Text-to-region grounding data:
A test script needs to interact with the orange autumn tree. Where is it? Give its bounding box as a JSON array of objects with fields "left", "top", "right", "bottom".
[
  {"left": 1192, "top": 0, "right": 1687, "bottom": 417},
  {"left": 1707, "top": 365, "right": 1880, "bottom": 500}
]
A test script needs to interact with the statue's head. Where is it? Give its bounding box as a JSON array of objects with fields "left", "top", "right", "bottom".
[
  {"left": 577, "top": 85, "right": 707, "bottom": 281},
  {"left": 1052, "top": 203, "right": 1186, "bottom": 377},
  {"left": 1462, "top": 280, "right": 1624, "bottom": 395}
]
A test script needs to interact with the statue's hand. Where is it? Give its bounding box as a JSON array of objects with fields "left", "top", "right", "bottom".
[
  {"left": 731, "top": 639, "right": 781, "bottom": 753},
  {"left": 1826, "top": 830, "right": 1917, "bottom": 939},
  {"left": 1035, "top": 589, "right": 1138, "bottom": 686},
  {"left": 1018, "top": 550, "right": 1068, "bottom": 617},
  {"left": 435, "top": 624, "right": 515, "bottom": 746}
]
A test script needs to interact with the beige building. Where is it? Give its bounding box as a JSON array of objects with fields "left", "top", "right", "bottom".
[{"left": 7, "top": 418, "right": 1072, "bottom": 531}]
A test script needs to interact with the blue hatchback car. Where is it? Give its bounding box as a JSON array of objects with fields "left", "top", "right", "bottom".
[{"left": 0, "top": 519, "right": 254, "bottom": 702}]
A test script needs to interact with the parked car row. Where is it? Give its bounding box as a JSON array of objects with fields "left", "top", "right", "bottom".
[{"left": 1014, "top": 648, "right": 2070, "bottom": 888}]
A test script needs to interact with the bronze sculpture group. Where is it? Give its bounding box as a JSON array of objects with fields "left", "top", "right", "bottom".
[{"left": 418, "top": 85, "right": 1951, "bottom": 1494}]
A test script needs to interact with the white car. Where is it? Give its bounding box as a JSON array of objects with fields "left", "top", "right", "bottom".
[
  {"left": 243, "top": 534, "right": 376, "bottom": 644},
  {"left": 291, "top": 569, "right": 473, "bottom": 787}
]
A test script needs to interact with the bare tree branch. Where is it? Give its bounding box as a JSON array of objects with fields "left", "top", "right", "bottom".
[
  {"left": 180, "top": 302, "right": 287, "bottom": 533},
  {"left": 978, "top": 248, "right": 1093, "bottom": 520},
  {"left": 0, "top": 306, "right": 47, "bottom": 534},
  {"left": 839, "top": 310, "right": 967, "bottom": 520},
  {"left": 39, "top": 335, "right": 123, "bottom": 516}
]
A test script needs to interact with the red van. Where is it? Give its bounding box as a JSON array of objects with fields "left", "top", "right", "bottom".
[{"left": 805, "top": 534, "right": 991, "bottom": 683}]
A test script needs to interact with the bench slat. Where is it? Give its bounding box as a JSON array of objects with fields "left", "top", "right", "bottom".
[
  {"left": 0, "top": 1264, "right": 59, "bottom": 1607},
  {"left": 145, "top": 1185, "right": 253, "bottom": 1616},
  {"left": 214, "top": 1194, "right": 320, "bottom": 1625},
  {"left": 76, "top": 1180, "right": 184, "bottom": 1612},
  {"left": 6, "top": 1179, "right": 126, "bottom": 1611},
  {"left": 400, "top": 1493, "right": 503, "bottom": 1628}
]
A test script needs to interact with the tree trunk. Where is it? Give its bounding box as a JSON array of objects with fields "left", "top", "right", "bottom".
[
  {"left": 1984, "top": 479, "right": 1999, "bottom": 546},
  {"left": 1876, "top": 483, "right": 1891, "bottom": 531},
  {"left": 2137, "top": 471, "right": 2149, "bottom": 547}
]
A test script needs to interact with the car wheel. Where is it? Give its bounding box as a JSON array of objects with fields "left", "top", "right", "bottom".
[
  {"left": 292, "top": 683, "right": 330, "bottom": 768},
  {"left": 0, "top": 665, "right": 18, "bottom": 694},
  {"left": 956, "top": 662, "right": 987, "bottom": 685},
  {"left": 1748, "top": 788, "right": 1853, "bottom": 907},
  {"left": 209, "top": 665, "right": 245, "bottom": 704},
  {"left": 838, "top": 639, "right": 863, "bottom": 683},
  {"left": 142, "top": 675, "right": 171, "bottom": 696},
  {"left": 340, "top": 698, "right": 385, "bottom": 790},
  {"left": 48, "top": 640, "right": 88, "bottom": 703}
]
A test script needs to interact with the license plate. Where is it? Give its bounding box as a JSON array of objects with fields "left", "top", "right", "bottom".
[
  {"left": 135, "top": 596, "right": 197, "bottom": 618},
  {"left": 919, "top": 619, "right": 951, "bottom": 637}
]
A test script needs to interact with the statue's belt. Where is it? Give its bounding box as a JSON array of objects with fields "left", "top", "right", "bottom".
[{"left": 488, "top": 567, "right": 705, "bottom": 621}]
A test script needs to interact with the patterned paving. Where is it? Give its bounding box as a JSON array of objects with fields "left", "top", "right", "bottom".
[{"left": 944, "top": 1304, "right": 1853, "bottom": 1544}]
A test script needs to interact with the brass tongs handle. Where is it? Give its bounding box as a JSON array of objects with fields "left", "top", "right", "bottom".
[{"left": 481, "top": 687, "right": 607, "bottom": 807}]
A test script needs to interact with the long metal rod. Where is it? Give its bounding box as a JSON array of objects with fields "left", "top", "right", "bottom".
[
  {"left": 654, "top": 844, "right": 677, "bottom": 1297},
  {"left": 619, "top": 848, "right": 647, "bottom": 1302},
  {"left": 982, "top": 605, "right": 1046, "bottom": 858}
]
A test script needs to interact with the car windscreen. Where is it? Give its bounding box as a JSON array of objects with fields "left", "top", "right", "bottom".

Problem description >> Restate the entries. Match them exactly.

Solution for this task >>
A test script needs to interact with the orange autumn tree. Where is it? Give its bounding box as a JSON array of objects with fields "left", "top", "right", "bottom".
[
  {"left": 1192, "top": 0, "right": 1687, "bottom": 417},
  {"left": 1707, "top": 365, "right": 1880, "bottom": 500}
]
A test script needs to interact with the statue's head. Where is it? Give its bounding box as a JSON array of objects with fields "left", "top", "right", "bottom".
[
  {"left": 577, "top": 85, "right": 707, "bottom": 281},
  {"left": 1052, "top": 203, "right": 1186, "bottom": 377},
  {"left": 1462, "top": 280, "right": 1624, "bottom": 395}
]
A test script needs to interact with the statue's hand. Where is it? Give its bounding box as a JSON array of objects with fields "left", "top", "right", "bottom".
[
  {"left": 731, "top": 639, "right": 781, "bottom": 753},
  {"left": 1826, "top": 830, "right": 1917, "bottom": 939},
  {"left": 1035, "top": 589, "right": 1138, "bottom": 686},
  {"left": 1018, "top": 550, "right": 1068, "bottom": 617},
  {"left": 435, "top": 624, "right": 515, "bottom": 746}
]
A test script needs to interact with the beige building. Where is it? Give its bounding box as a JSON array of objects with fields "left", "top", "right", "bottom".
[{"left": 7, "top": 418, "right": 1072, "bottom": 531}]
A test script needs to interact with the blue hatchback car. Where is it? Give its bounding box as a JSON array of objects with fields "left", "top", "right", "bottom".
[{"left": 0, "top": 519, "right": 254, "bottom": 702}]
A test script needs to interact with the parked car row. Where is it? Give its bounding box as a JSON array of objects with fields "left", "top", "right", "bottom".
[{"left": 1014, "top": 648, "right": 2070, "bottom": 888}]
A test script needs to interact with the bronze sculpture group. Where is it? Give its bounding box as a JSON array of objects with fields "left", "top", "right", "bottom".
[{"left": 418, "top": 85, "right": 1951, "bottom": 1494}]
A test script needs to interact with the white car. Where is it? Give its bounding box as a JSON array of objects with fields "left", "top", "right", "bottom".
[
  {"left": 243, "top": 534, "right": 376, "bottom": 644},
  {"left": 291, "top": 569, "right": 473, "bottom": 787}
]
A test script needs to interact with the bare tree branch. Where is it? Give its bounding box as a JSON array of objects with fields "left", "top", "right", "bottom".
[
  {"left": 180, "top": 302, "right": 287, "bottom": 533},
  {"left": 978, "top": 248, "right": 1093, "bottom": 520},
  {"left": 0, "top": 306, "right": 47, "bottom": 534},
  {"left": 839, "top": 310, "right": 967, "bottom": 520},
  {"left": 39, "top": 335, "right": 123, "bottom": 516}
]
A test script needs to interact with the red van. Where is it? Give its bounding box as a JSON array of objects with fields "left", "top", "right", "bottom".
[{"left": 805, "top": 534, "right": 991, "bottom": 683}]
A test script needs to interact with the bench slat. Where is it? Give its bounding box as a JSON array of objects with fields "left", "top", "right", "bottom".
[
  {"left": 0, "top": 1264, "right": 59, "bottom": 1607},
  {"left": 145, "top": 1185, "right": 253, "bottom": 1616},
  {"left": 214, "top": 1194, "right": 320, "bottom": 1625},
  {"left": 76, "top": 1180, "right": 184, "bottom": 1612},
  {"left": 6, "top": 1179, "right": 126, "bottom": 1611},
  {"left": 400, "top": 1493, "right": 503, "bottom": 1628}
]
A test script needs to interact with the tree trunk. Where is it? Give its bounding box as a JSON array of objects with fields "left", "top", "right", "bottom".
[
  {"left": 1984, "top": 479, "right": 1999, "bottom": 546},
  {"left": 1876, "top": 483, "right": 1891, "bottom": 531},
  {"left": 2137, "top": 471, "right": 2149, "bottom": 547}
]
A test script needs to interact with the car wheel. Where is it? Give its bounding box as a JSON array of objects with fields "left", "top", "right", "bottom".
[
  {"left": 292, "top": 683, "right": 330, "bottom": 768},
  {"left": 0, "top": 665, "right": 18, "bottom": 694},
  {"left": 956, "top": 662, "right": 987, "bottom": 685},
  {"left": 1748, "top": 788, "right": 1853, "bottom": 907},
  {"left": 209, "top": 665, "right": 245, "bottom": 704},
  {"left": 838, "top": 639, "right": 863, "bottom": 683},
  {"left": 142, "top": 675, "right": 171, "bottom": 696},
  {"left": 340, "top": 698, "right": 385, "bottom": 790},
  {"left": 48, "top": 640, "right": 88, "bottom": 703}
]
A test script needs to interact with the license plate. Where is it? Give its bounding box as a JSON array of objects with fields "left", "top", "right", "bottom".
[
  {"left": 135, "top": 596, "right": 197, "bottom": 618},
  {"left": 919, "top": 619, "right": 951, "bottom": 637}
]
A test script needs to interact with the statue's belt. Where is it? Give its bounding box as a JSON array of objects with fields "left", "top", "right", "bottom".
[{"left": 488, "top": 567, "right": 705, "bottom": 621}]
A test script needs to interact with the patterned paving. Where is it? Give its bounding box as a JSON array of objects with fields "left", "top", "right", "bottom".
[{"left": 944, "top": 1304, "right": 1853, "bottom": 1544}]
A test script needs to interact with the brass tongs handle. Where is it? Give its bounding box as a JSON array of objects with fields "left", "top", "right", "bottom".
[{"left": 481, "top": 687, "right": 607, "bottom": 807}]
A test script needs to interact with the long metal rod. Where is it? Give its bounding box as a JSON array of objects with fields "left", "top", "right", "bottom".
[
  {"left": 654, "top": 844, "right": 677, "bottom": 1297},
  {"left": 619, "top": 848, "right": 647, "bottom": 1302},
  {"left": 982, "top": 605, "right": 1046, "bottom": 858}
]
A test script needs to interact with the car windscreen. Where is it? Give its bounding box as a JSON array of objects with fields "left", "top", "right", "bottom".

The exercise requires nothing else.